> _Supplied text_:

-=-=-

1. Dance Yourself Clean
Me and the boy Stevie Law were discussing over his homemade spag bol, how James Murphy reels you in like few others. I’d go with Jason Pierce, Prince and perhaps Brian Eno as an elite club of three he’s gatecrashing as single-handedly writing the most consistently amazing opening tracks on record.
Here’s a case in point. Not only does Dance Yourself Clean begin with three minutes of the most minimal, effortless instrumentation – a mere pitter-patter of stick work and the odd splodge of synth drone – but Murphy compels you to strain forward as the volume is intentionally reduced FORCING you to listen up or physically turn it up.
Funny thing is, if you do the latter, when 3.08 hits, you’re in for a wee shock as a wrecking ball with the word ‘Disco’ will shatter your bass bins.
Like Get Innocuous, Dance Yourself Clean is an unstoppable groove which finds Murphy falsetto-ing ‘It’s a show,’ over an ice-pick-edged beat.
Just to emphasise he’s lost none of that sardonic humour, the track finishes with him down-tooling and there’s a sequence of odd missed-beats as his voice trails off into a distant dancefloor.
Somewhere, strip away the LCD sound, there’s a Fever Ray track buried beneath, which goes someway to describing how cool this instant classic really is.
2. Drunk Girls
Know the way North American Scum was your least favourite Sound Of Silver track and stank of ‘gah, the label needs a single, but we don’t really write songs under six and a half minutes‘.. well this is Murphy’s new uptake on that front. So what you get is a neatly packaged rampagingly dumb thud-a-thud cockdisco stomp. First time you hear it you’ll reject it out of hand and after that you’ll skip it. Now and again you’ll play it just out of perverse curiosity because you feel it’s only fair to give it another chance. But you’ll only get half way through.

Drunk Girls

3. One Touch
When not sounding drunkenly melancholic, Murphy often likes to pull off the deadpan robotic vocal ala Sound Of Silver or Tribulations, here he does it magically over a cacophony of bleeps and synth shreds. Four minutes in and everything goes sexually squelchy, like Daft Punk have emptied their electro ballsacks all over the production suite.

-=-=-

> _Given task_: Carry on the track-by-track music review from its final sentence, in the same voice.

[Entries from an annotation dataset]

-=-=-

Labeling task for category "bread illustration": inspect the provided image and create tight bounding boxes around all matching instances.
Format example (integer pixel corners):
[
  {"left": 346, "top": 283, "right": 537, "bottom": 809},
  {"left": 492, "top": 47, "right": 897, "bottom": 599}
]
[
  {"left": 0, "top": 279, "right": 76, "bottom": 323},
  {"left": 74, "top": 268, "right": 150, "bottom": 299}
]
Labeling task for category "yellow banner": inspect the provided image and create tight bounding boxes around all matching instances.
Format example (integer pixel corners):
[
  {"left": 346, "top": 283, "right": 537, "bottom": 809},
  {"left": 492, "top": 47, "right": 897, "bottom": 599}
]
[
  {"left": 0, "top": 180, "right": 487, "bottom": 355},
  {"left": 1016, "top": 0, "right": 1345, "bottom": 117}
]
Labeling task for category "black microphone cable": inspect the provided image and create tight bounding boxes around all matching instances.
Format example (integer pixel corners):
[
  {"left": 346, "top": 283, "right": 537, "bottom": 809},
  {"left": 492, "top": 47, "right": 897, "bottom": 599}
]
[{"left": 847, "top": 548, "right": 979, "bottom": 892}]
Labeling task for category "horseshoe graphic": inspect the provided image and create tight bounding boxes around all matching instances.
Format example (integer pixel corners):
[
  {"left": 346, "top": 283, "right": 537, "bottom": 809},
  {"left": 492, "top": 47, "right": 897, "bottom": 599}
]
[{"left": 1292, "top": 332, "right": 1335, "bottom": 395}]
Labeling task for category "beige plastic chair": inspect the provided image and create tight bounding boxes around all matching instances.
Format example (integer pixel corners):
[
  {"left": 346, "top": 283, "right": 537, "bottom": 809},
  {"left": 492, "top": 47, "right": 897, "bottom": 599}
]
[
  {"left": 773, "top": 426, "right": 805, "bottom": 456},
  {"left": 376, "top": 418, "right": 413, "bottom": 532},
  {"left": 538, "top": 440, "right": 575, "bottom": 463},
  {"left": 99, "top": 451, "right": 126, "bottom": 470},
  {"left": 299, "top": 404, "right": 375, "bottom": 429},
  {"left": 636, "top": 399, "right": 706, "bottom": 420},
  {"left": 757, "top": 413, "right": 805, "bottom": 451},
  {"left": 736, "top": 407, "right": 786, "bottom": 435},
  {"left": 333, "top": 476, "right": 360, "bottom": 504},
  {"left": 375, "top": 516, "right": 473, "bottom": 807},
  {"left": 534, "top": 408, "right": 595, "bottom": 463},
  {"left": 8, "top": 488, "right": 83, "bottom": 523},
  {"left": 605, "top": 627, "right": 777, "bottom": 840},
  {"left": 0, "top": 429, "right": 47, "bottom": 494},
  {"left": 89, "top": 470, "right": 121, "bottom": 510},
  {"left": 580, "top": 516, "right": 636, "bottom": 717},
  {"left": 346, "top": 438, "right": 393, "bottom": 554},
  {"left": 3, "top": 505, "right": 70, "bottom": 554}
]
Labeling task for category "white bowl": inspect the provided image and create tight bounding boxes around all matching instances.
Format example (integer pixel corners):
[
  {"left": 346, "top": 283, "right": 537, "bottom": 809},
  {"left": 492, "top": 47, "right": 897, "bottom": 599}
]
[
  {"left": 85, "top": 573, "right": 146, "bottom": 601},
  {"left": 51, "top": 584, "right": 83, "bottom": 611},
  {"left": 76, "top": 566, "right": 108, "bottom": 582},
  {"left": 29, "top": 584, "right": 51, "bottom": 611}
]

-=-=-

> _Answer for this exercise_:
4. All I Want
The record’s first ‘rock’ track begins with wailing guitars before Murphy, never one to shy away from his influences (see Losing My Edge for starters), unleashes a shamefully VU Waiting For The Man train chug of a guitar line.
It’s also the first track where he actually sings, but his vocal is masked by fizzing beats and synth gurgles which warp into high-pitched squeals which are almost unlistenable come the finale. It’s quite a painful listen. Maybe intentionally so.

5. Change
All Bowie Space Oddity pops and perky electronics, the chirpy sonics contrast Murphy’s pained falsetto and tainted failed romanticism. ‘Love is a murderer.. love is a curse, shoved in a hearse.
There’s no irony here, move on.
6. Hit
Clocking in at nine minutes 12 seconds, Hit, is the record’s big daddy, but it doesn’t serve as the belly of the beast, more a slow-cooked glistening disco sizzler. Reminiscent of the sparkled keys and deft shimmering beats on Someone Great, it’s not until the three minute mark that sadsack Jimbob checks in amid a chugging guitar – ‘You wanted a hit, but maybe we don’t do hits… I try and try it ends up feeling kinda wrong.
There’s an underplayed disco thud throughout only disturbed by a deliberately OTT malfunctioning glam solo five and half minutes in which dissipates amid a four minute outro as we’re repeatedly told, ‘We can’t be your babies, til you take us home.’
7. Pow Pow
The record’s second truly inspirational moment. A moment which again weighs in at a hefty eight-plus minutes. Classic LCD traits are all at work: sploshing drum pads, Nancy Whang backing kid-yelps, incessant conga rhythms and Murphy’s drawling monologues of the Beat Connection kind.
What it all means is anyone’s guess but it sounds suspiciously like a delusional sociopath ranting about relationship advice – ‘With you on the outside, and me on the inside, there’s advantages to both, and me being uptight and you being alright there’s advantages to each… Return of the police!‘ There’s also mentions for Fact Magazine and the line which every reviewer will call upon, ‘we have a black president, and you do not – so shut up.’
It’ll sound mesmeric in the club.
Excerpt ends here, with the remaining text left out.